▶ **What is being asked**:
What you return must match the listing below character for character, minus any pictures.

··· Records supplied

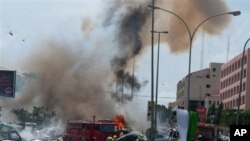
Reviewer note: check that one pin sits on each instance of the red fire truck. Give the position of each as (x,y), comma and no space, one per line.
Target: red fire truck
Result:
(91,130)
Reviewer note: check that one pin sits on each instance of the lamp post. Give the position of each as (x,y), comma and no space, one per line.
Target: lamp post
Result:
(191,36)
(151,137)
(241,77)
(157,76)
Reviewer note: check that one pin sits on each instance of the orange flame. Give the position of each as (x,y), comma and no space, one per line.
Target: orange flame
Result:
(119,119)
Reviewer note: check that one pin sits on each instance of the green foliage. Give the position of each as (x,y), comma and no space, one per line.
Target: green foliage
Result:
(39,115)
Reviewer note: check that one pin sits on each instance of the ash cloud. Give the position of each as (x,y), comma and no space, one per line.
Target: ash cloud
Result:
(68,81)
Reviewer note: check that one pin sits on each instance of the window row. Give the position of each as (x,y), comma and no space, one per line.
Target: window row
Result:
(236,65)
(232,92)
(231,80)
(234,103)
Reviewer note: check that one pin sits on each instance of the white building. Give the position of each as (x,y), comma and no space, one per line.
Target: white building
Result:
(203,84)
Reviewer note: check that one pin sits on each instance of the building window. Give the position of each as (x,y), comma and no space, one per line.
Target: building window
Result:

······

▶ **Answer to the problem**:
Reviewer note: check that one pin sits on each instance of the red fire truck. Give the position of each as (x,y), comma and no space, one per line.
Target: red fire truck
Result:
(91,130)
Reviewer note: check that one pin sits on each instance of the lamp post. Give the position of each as (x,y), comma and no space, one per line.
Target: lamp post
Result:
(191,36)
(151,137)
(241,77)
(157,76)
Reviewer note: check that one pin sits on each instance of the orange flame. Give the position of each as (x,y), comma and no space, one per line.
Target: orange flame
Result:
(119,119)
Reviewer note: check that one pin sits on each instance of the green foliage. Give the position of each as (x,y), comma and no space, one per line.
Target: green foliage
Result:
(39,115)
Reviewer note: check that one pin sits on each instance of the ash cloud. Give the position of each as (x,y), comma and no space, one per line.
Target: ash cloud
Result:
(68,81)
Reviewer note: check that one pin sits on each instance of the window row. Give the position of each as (x,y), comma and no space, one per line.
Target: window row
Result:
(236,65)
(232,92)
(231,80)
(234,103)
Reviewer note: check that one pin sits on each instance of the white building. Give the position of each as (x,y), comma and no space, one per line.
Target: white building
Result:
(203,84)
Reviewer note: check that one pin sits on each instance of the building window. Give the position of each as (x,y), comma and no space, one per line.
Target: building window
Result:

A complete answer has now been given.